--- Text provided ---
----------

Coronavirus safety measures will speed up the sharp decline in the use of cash, economist Saul Eslake and bank boss Paul Ranson believe.
Both expected cash would be around for some time yet, but Mr Ranson felt the virus would bring forward its demise.
Many retailers are discouraging customers from paying in cash if possible as a way to decrease potential coronavirus infections and some - entertainment products chain Sanity, for example - have temporarily banned payments in cash.
The use of cash had already been declining quickly in Australia for years.
Tasmanian-based Mr Eslake said it was reasonable to expect businesses declining or discouraging cash payments would "accelerate a decline in the use of cash that has been occurring for some time now".
He said a Reserve Bank survey of payment methods showed 27 per cent of payments made by Australians were in cash in 2019.
That was down from 37 per cent in 2016, 47 per cent in 2013 and 69 per cent in 2007.
"Although the RBA survey also found that cash is still used for 45 per cent of payments under $5, it also found that around one third of Australians didn't use cash at all in a typical week, compared with 18 per cent in the 2016 survey" Mr Eslake said.
He said just 2 per cent of the value of transactions in Sweden involved cash, while about 83 per cent of payments in China were made by mobile payment methods.
" For all that, it's unlikely that the use of cash will disappear completely any time soon," Mr Eslake said.
"Some people, especially senior citizens and those with very limited financial resources, are likely to continue to prefer cash.
"Some people prefer cash for privacy reasons, not all of them legal.

----------

--- Recorded data ---
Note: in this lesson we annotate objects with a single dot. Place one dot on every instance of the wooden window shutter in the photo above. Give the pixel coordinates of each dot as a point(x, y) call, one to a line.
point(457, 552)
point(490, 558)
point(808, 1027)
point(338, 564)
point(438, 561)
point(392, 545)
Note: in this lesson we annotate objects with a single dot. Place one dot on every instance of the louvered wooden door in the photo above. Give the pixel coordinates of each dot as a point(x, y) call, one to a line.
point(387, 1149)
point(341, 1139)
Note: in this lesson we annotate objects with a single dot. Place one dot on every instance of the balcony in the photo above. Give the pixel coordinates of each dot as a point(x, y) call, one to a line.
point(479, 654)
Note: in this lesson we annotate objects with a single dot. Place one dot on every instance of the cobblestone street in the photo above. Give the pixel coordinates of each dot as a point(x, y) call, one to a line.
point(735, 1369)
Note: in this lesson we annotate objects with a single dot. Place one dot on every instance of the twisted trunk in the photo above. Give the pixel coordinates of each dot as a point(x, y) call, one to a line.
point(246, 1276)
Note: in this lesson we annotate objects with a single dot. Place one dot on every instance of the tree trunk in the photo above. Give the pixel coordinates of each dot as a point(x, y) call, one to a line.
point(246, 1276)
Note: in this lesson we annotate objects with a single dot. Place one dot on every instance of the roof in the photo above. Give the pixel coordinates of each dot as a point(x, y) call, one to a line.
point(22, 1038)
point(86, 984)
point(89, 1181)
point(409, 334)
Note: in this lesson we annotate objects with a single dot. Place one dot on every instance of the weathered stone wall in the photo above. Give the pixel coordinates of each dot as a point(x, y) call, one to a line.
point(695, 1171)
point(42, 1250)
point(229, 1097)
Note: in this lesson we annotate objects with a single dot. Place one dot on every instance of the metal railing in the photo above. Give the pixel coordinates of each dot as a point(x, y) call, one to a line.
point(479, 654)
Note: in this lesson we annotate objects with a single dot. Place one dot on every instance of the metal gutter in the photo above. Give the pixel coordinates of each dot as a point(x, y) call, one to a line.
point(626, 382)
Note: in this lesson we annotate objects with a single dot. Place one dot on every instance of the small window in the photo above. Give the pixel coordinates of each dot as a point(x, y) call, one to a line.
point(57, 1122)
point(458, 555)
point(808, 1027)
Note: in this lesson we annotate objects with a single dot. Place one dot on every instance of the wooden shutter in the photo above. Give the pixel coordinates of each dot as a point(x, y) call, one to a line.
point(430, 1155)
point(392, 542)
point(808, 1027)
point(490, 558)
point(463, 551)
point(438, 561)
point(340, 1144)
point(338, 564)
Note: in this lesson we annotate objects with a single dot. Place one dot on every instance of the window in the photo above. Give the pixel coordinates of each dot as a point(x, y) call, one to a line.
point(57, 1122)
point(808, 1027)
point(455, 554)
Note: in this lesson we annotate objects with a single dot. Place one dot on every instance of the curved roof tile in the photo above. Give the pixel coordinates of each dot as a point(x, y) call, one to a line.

----------

--- Complete the following ---
**a)** In the article on cash use, can you write out everything from "Both expected cash" down to "Australia for years." again, switching "retailers" to "shops"?
**b)** Does the article on cash use support each of these statements? (i) Cash made up 27 per cent of payments by Australians in 2019. (ii) Sanity has banned cash payments permanently. (iii) Mr Eslake expects cash to disappear completely soon.
**c)** Can you extend the article on cash use, picking up after its last sentence?
The entries are not needed for this work.

--- List of answers ---
**a)**
Both expected cash would be around for some time yet, but Mr Ranson felt the virus would bring forward its demise.
Many shops are discouraging customers from paying in cash if possible as a way to decrease potential coronavirus infections and some - entertainment products chain Sanity, for example - have temporarily banned payments in cash.
The use of cash had already been declining quickly in Australia for years.

**b)**
(i) Yes: "27 per cent of payments made by Australians were in cash in 2019."
(ii) No: "have temporarily banned payments in cash."
(iii) No: "it's unlikely that the use of cash will disappear completely any time soon."

**c)**
"And many people may want to keep some cash on hand for use in circumstances such as interruptions to electricity supply, or electronic payments systems infrastructure failures, during which it may not be possible to make payments by other means."
Bank of us chief executive Mr Ranson also believed cash would be around for a while.
He said there was still a subset of the community "wedded to cash", including some older people, while some people with intellectual difficulties were more comfortable with cash.
"In a trend sense, I might have said cash would be here for another 10-20 years, but it may be a shorter timeframe (because of the virus measures)," he said.
He said the group which only used cash was shrinking, partly because of natural attrition and partly because of people switching to cards and other payment methods, which was being encouraged where possible because of the virus.
"Once you start to use a card or internet banking, it's not that difficult once you get used to it," he said.
Mr Ranson said cash-only customers were being encouraged to start using cards partly because it would give them an alternative if cash was deemed too risky to use because of the virus
About 97 per cent of the Tasmanian bank's transactions did not involve cash.